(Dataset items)

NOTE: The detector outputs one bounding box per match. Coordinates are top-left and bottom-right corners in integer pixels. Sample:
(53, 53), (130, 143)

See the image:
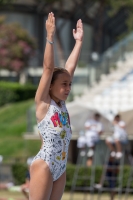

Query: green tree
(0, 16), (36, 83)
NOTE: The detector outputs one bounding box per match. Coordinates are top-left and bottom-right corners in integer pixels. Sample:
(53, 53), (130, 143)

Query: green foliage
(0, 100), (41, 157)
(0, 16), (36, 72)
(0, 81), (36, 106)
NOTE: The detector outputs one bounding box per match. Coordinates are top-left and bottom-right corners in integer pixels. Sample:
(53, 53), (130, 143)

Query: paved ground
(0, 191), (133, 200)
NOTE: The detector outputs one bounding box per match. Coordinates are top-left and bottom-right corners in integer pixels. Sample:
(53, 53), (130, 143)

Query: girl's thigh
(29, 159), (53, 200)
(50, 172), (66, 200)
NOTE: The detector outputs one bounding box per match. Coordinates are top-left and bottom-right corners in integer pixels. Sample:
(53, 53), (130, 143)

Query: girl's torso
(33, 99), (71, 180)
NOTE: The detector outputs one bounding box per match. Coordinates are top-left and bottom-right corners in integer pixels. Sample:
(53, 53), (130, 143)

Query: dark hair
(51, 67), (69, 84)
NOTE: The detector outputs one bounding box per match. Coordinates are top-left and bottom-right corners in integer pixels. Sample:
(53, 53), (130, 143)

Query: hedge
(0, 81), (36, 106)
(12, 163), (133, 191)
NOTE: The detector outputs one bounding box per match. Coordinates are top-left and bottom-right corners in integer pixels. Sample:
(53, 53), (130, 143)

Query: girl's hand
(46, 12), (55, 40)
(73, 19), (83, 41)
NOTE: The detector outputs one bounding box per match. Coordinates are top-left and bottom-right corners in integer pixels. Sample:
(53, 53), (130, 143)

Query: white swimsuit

◆ **Requirement**
Rewrite every line of the material above and shift each bounding-box coordinate in the answers by adding 94 to it. Leave the pictures out of your answer.

◆ **Solution for this task**
NOTE: The detector outputs one bounding box per match. Coordinates are top-left and bottom-right corners in integer pixels. Sample:
(53, 53), (130, 143)

See the image:

Query: green tree
(94, 110), (130, 177)
NOTE: The detector outputs one bounding box per match. Coordinates are top-left and bottom-right corners in integer pixels. Sample:
(53, 53), (130, 143)

Query: green foliage
(94, 194), (135, 251)
(94, 110), (130, 166)
(94, 175), (130, 200)
NOTE: The detector outputs one bounding box per match. Coordinates are top-left and bottom-right corners in integer pixels. Sample:
(53, 53), (130, 143)

Query: paved ground
(94, 285), (227, 294)
NOTE: The detector outputs one bounding box per match. Coordinates are top-left and bottom-right corners in integer pixels. Sample:
(53, 53), (130, 143)

Query: girl's thigh
(123, 253), (147, 294)
(144, 266), (160, 294)
NOTE: The detector outputs one bounding box per match. Coordinates are top-left and bottom-right corners in integer pixels. Sample:
(53, 53), (130, 143)

Query: girl's torso
(127, 193), (165, 274)
NOTE: The detector outputs one bounding box per match. Coordinates are top-left and bottom-right corners in integer pixels. Sample:
(53, 53), (130, 143)

Query: dark hair
(145, 161), (163, 178)
NOTE: The detector outputs one bounding box per match. Coordinates are top-left and bottom-right corners in integer pixels. Sample:
(53, 53), (130, 143)

Query: hedge
(94, 175), (130, 200)
(106, 257), (227, 285)
NOTE: The detector outputs one bounding box per match. Coordinates are top-left and bottom-right corners in integer pixels. Sample:
(53, 53), (130, 143)

Query: girl's hand
(140, 106), (149, 134)
(167, 113), (177, 135)
NOTE: The detector outputs one bounding box per match. Coordinates are top-left and bottom-right corners in integer pixels. Sample:
(53, 53), (130, 143)

Query: white swimsuit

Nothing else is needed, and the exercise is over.